(Region pointing data)
◆ ◆ ◆ ◆ ◆

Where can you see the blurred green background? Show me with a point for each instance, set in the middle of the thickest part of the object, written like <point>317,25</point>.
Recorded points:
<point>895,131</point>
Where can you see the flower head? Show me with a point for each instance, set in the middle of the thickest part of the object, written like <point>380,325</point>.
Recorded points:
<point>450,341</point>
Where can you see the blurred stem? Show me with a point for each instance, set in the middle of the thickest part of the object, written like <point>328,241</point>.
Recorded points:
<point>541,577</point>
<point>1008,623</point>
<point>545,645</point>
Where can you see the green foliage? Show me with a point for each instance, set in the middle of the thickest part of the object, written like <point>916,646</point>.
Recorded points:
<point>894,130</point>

◆ ◆ ◆ ◆ ◆

• **TASK REQUIREMENTS**: Show every line from the entries above in which "blurred" appears.

• **OUTPUT OF THE TASK**:
Where can you see the blurred green background? Show me with a point for each instance, set in the middle of the thickest part of the object, written like <point>317,25</point>.
Where can you see the blurred stem? Show me with a point for each instance, set in the middle of the thickest part of the object, written like <point>328,241</point>.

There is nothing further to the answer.